■ **Materials provided**
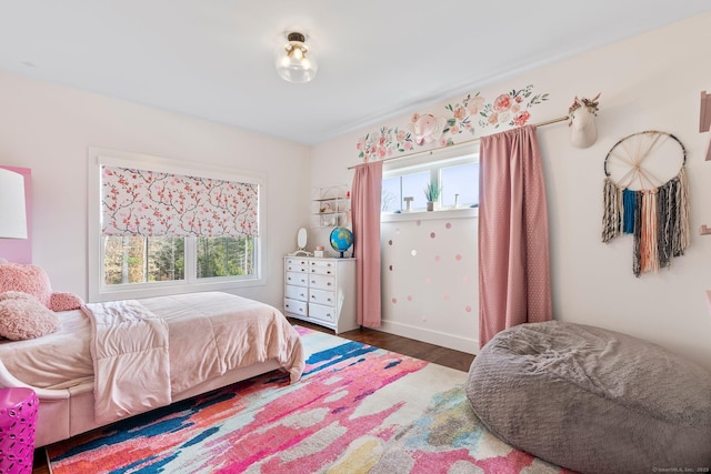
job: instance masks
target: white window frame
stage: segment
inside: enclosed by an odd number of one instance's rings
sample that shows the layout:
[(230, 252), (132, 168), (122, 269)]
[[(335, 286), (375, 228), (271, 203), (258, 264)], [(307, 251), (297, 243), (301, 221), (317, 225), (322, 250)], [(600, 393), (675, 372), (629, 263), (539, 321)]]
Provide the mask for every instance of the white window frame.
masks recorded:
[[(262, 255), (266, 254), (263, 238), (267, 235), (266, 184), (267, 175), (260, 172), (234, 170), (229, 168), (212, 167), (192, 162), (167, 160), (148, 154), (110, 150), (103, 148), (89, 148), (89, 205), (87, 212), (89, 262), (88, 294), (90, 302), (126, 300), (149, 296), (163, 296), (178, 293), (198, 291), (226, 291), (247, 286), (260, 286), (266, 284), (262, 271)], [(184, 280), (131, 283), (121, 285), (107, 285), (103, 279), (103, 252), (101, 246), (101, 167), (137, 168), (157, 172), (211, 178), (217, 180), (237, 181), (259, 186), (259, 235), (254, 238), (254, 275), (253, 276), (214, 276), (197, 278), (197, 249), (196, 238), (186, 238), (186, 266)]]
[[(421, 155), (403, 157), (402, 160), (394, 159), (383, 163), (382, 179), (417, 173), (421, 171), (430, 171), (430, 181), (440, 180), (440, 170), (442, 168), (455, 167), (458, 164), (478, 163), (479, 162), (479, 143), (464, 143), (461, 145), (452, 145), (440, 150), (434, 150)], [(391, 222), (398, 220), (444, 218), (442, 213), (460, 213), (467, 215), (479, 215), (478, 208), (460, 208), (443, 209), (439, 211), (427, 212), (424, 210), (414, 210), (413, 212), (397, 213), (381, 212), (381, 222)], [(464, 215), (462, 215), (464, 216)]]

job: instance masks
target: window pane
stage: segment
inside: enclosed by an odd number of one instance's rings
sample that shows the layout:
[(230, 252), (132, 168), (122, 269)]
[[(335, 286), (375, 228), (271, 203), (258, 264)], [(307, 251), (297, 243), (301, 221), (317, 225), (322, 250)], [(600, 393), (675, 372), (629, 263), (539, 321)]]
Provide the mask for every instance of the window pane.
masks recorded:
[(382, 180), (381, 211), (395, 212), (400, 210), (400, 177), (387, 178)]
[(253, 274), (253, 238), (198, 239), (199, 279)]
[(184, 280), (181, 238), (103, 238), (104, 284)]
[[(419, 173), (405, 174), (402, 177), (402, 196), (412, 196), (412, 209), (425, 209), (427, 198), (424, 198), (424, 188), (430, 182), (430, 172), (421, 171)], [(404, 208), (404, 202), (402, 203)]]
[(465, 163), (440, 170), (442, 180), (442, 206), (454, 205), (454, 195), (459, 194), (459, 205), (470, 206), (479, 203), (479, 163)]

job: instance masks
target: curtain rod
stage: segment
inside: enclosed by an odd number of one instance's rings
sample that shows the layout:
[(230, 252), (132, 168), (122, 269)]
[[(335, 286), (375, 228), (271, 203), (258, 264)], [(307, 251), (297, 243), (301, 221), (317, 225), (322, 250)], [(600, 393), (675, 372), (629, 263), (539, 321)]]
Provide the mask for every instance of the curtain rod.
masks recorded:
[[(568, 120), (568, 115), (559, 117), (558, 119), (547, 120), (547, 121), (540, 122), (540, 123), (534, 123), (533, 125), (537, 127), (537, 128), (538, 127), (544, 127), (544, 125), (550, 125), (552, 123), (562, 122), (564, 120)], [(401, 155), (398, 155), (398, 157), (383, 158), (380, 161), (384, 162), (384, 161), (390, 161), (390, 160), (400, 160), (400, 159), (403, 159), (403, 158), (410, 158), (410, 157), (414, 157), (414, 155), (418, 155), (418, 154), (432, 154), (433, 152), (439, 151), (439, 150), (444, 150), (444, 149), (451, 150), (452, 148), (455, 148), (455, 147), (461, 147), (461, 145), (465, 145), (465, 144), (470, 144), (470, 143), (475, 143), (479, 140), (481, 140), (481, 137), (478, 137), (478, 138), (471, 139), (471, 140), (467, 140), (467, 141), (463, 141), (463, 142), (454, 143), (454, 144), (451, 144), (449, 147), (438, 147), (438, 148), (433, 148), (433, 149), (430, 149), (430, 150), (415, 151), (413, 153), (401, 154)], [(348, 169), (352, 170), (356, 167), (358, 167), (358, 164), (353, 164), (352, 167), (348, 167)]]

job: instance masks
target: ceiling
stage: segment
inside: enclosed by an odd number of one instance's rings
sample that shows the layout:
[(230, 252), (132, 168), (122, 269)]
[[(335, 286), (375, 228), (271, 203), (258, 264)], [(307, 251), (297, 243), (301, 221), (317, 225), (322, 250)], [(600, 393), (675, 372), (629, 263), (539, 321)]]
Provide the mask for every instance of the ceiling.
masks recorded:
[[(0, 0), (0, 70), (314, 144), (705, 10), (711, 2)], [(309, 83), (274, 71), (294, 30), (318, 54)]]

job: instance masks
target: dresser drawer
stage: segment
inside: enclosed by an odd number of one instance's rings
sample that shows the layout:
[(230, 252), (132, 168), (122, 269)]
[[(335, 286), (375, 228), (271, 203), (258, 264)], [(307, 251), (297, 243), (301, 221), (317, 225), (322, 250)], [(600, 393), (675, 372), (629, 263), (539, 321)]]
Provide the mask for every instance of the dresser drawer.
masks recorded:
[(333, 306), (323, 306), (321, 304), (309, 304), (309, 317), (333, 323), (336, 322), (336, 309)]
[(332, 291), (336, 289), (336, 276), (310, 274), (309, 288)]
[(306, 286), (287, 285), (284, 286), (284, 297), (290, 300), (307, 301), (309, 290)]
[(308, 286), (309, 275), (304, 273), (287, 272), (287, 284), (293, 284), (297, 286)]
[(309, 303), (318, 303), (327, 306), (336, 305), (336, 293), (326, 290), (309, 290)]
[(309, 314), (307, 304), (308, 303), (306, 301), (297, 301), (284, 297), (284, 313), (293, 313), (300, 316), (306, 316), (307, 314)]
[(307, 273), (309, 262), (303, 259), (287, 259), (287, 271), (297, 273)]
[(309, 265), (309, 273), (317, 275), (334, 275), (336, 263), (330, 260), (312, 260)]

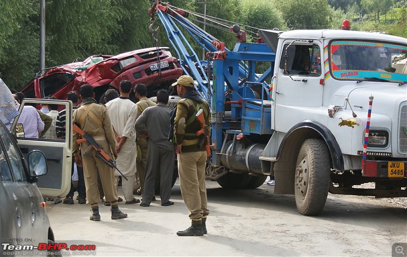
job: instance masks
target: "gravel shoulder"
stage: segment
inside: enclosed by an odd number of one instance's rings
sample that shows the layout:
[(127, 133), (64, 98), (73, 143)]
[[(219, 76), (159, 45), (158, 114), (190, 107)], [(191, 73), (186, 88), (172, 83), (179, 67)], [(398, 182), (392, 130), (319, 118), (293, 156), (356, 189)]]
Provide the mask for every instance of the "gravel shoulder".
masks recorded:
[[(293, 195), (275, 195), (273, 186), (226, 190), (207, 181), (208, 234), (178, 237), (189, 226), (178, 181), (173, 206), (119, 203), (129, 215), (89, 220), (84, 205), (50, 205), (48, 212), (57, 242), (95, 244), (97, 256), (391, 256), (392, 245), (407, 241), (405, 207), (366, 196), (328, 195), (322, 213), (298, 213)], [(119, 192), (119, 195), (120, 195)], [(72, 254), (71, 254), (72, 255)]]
--
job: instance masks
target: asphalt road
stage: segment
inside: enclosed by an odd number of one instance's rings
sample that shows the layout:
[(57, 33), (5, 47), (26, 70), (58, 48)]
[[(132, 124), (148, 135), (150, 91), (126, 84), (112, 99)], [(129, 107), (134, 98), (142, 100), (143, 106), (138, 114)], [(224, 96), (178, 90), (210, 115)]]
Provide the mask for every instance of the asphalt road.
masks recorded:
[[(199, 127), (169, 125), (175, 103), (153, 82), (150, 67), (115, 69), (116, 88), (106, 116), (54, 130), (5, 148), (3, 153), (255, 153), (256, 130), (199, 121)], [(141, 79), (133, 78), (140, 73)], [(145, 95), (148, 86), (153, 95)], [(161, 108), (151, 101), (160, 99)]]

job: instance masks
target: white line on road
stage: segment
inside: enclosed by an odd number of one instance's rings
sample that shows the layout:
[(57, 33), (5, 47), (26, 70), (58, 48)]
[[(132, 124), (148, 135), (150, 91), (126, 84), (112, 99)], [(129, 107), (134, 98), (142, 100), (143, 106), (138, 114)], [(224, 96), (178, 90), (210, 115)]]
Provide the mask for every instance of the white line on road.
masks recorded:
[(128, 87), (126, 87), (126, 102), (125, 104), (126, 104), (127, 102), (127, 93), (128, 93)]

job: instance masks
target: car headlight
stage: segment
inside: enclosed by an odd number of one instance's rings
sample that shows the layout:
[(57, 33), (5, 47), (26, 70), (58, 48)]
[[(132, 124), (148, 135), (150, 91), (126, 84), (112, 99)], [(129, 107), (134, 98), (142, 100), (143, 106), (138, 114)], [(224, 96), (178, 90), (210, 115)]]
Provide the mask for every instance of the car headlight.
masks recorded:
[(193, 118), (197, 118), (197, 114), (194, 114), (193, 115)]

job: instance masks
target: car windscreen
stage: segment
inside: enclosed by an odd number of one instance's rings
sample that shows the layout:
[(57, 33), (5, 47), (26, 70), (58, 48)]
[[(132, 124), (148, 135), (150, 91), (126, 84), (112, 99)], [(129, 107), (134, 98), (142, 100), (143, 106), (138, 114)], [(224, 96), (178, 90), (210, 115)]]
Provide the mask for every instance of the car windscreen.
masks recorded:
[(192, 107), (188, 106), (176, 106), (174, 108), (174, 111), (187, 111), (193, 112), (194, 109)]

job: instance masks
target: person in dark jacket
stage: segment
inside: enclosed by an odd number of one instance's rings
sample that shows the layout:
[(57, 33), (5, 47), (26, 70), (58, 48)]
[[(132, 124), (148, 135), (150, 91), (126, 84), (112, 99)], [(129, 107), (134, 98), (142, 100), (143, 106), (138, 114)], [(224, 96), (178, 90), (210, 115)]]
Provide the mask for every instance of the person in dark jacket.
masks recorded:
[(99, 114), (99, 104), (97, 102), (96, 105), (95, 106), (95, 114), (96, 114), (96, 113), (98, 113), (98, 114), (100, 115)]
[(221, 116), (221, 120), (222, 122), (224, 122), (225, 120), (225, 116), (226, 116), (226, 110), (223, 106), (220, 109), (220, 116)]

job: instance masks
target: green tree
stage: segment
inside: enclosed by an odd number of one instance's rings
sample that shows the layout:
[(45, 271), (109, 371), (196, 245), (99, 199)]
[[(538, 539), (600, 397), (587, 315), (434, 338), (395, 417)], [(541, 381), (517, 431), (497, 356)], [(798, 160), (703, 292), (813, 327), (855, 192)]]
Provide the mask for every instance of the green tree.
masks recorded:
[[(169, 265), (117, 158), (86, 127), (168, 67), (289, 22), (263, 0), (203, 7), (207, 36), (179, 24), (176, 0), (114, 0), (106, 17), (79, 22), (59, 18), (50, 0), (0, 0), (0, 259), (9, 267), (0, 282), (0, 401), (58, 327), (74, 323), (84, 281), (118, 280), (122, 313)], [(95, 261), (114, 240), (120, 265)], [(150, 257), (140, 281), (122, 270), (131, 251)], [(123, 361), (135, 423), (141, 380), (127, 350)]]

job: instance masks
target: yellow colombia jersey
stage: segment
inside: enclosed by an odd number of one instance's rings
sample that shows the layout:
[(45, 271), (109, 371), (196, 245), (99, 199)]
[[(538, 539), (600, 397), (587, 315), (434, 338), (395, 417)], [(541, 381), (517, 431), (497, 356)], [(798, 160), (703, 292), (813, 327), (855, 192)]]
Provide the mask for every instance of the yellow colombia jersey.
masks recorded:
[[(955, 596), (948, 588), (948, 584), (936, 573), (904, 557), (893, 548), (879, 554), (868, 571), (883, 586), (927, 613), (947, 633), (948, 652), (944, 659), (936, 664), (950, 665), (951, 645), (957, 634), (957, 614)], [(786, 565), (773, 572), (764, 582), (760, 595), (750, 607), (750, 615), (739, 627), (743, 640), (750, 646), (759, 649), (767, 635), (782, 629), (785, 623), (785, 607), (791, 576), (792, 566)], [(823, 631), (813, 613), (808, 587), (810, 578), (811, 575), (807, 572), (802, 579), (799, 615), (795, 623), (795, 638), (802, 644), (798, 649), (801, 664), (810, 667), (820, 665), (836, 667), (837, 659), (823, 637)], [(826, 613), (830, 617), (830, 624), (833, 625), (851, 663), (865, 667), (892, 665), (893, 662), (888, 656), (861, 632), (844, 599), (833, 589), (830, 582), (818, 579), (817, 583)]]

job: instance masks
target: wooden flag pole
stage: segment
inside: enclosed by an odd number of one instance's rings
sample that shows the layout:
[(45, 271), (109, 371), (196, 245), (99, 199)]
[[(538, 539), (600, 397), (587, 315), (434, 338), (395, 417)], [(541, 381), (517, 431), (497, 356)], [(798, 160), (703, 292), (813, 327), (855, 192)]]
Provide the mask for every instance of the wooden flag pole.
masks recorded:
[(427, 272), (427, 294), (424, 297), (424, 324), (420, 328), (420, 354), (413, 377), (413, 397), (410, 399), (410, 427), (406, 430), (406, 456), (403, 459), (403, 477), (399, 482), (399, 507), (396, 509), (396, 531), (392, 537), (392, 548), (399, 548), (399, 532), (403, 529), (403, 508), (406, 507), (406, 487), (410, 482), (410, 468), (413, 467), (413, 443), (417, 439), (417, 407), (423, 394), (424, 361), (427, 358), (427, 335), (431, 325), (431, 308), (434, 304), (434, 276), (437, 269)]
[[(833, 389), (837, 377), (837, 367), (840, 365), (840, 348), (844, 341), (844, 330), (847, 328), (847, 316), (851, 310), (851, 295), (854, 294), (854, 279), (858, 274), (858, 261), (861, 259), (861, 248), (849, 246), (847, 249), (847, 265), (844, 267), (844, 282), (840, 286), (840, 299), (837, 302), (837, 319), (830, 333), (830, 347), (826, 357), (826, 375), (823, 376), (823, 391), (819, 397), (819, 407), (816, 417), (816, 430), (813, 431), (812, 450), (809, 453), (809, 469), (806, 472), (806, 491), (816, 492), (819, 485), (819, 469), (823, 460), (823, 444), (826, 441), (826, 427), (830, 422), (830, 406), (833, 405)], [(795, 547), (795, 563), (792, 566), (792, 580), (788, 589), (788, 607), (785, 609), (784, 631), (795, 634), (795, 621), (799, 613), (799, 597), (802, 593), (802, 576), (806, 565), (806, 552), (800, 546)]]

■ **Exercise goal**
How many lines in the entries above contain the string "windscreen", with case counting? Give only the number.

■ **Right answer**
2